# WORK TO COMPLETE:
Please reproduce each line of the data below exactly as shown.

# EXERCISE INPUT:
------------------------

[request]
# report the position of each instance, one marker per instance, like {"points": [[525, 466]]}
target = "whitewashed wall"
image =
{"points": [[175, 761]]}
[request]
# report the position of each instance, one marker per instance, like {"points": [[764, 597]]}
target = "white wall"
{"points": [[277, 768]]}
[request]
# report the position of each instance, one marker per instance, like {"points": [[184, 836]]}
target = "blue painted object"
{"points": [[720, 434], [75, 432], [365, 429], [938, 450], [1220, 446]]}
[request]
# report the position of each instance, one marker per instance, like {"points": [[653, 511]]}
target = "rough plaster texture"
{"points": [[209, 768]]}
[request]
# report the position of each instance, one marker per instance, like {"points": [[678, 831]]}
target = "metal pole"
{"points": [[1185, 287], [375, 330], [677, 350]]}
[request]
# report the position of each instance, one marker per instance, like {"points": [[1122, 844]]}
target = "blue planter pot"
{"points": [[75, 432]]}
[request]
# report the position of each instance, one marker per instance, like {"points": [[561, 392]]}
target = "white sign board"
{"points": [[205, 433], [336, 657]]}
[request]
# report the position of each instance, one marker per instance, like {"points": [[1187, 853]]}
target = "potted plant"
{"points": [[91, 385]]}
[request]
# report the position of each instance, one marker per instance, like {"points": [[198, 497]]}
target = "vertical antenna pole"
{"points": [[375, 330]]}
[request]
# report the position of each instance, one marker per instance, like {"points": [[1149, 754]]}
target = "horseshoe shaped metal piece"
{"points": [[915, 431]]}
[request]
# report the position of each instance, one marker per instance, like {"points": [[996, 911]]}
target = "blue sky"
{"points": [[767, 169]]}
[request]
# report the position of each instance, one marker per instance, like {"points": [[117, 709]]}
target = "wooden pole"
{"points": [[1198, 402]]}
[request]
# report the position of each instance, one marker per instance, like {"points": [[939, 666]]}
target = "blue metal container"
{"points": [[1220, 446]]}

------------------------

# SOLUTION FOR THIS PROBLEM:
[request]
# report the position of each instance, one marker per instance, like {"points": [[525, 466]]}
target = "whitewashed wall"
image =
{"points": [[175, 761]]}
[request]
# report the position of each instance, one marker per instance, like {"points": [[764, 597]]}
target = "white wall"
{"points": [[277, 768]]}
[request]
# report the position of each instance, one marker per instance, like {"points": [[184, 836]]}
target = "blue painted object"
{"points": [[720, 434], [75, 432], [365, 429], [938, 450], [1220, 446]]}
[request]
# report the position of each instance, one marker per instance, like {"points": [[653, 511]]}
target = "rough plaster texture"
{"points": [[209, 768]]}
[request]
# report the position of each instance, one marker per instance, like {"points": [[678, 831]]}
target = "metal pole"
{"points": [[1185, 287], [375, 330], [677, 350]]}
[request]
# report the position of each instance, one marker per instance, like {"points": [[1122, 844]]}
target = "blue planter pot"
{"points": [[75, 432]]}
[request]
# report the position of each instance, one marker per instance, like {"points": [[561, 392]]}
target = "white sign board"
{"points": [[205, 433], [336, 657]]}
[request]
# report the position of each instance, one marker per instance, like {"points": [[1187, 853]]}
target = "potted plant"
{"points": [[91, 385]]}
[request]
# report the position of each instance, one marker per instance, like {"points": [[198, 497]]}
target = "vertical antenna pole"
{"points": [[375, 330]]}
[request]
# report the position of each instance, one marker per instance, like {"points": [[1149, 754]]}
target = "horseshoe shaped metal piece"
{"points": [[915, 431]]}
[request]
# report the position of each instance, one marker per instance, like {"points": [[996, 911]]}
target = "blue sky"
{"points": [[767, 169]]}
[request]
# report the position of each instance, one marker per instance, like {"points": [[117, 709]]}
target = "wooden pole"
{"points": [[1198, 402]]}
[request]
# report the position of each instance, one marker per instance, like {"points": [[939, 666]]}
target = "blue metal container"
{"points": [[1220, 446]]}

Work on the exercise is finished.